Stored items:
********************

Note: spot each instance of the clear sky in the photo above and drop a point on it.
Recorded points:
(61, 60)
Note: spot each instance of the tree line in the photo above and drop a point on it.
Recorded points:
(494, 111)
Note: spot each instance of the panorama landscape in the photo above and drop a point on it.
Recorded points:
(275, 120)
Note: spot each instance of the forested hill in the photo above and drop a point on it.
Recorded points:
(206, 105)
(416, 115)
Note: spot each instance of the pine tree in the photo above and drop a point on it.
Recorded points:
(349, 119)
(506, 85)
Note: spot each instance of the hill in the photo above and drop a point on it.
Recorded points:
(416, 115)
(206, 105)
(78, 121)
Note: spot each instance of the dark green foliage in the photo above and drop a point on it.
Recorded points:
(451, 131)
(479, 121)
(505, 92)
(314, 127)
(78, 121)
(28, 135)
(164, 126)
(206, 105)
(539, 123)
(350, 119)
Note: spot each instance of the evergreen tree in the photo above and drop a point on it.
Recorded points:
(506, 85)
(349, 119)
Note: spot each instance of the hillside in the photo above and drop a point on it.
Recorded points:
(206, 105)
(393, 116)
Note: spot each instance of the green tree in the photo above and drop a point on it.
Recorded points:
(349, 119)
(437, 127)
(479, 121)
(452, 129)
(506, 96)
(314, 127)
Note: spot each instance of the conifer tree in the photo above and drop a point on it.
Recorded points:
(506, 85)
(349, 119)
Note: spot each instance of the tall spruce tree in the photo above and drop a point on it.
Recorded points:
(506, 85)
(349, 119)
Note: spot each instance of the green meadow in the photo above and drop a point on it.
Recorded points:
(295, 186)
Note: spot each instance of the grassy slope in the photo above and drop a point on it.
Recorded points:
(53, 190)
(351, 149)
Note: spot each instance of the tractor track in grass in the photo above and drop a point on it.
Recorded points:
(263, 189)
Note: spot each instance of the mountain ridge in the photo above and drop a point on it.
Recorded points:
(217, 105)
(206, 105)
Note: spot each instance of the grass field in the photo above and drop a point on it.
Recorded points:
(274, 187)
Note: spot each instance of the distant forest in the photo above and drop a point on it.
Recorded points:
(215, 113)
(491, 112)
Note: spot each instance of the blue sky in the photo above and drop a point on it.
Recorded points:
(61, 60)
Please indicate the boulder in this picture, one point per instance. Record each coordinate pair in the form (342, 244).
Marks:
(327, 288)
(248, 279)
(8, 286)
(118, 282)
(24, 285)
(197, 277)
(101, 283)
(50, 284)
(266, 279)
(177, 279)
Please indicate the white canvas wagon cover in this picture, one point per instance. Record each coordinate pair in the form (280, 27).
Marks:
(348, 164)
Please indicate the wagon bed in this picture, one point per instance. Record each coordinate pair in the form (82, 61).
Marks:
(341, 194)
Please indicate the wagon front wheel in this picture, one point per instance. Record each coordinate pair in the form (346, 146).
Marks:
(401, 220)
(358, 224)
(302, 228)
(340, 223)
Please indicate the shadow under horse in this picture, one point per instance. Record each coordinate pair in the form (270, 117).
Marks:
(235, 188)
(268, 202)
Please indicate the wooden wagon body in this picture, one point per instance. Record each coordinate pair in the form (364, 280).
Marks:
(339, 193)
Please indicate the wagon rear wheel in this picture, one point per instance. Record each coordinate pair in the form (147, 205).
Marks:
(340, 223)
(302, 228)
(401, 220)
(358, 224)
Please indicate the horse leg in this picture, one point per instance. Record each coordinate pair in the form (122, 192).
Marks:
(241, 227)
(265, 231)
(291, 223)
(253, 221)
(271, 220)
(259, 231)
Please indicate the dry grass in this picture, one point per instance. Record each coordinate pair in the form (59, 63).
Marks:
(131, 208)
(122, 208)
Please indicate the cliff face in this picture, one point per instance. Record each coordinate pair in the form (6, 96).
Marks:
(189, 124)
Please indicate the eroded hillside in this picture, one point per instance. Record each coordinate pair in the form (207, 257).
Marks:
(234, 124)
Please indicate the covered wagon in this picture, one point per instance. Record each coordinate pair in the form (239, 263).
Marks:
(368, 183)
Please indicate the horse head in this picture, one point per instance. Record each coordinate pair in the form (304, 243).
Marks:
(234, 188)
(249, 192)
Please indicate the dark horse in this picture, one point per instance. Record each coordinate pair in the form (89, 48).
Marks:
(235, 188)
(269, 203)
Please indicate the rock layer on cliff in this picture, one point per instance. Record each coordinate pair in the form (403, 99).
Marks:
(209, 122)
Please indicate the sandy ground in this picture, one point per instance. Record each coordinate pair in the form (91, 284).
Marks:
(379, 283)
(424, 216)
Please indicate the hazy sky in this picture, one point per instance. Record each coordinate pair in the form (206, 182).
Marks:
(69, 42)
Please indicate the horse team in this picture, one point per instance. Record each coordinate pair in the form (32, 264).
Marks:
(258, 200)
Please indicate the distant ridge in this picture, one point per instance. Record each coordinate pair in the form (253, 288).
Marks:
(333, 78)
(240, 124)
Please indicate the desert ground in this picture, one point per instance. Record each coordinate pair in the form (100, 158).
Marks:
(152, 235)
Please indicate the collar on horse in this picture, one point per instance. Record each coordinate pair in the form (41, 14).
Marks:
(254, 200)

********************

What to produce:
Each line of the data that includes "distant" should be copied.

Answer box:
Note: spot each instance of the distant forest in the photo above and drop a point on it.
Please indicate the distant ridge in this picture, one point per instance. Record each coordinate pair in the form (253, 288).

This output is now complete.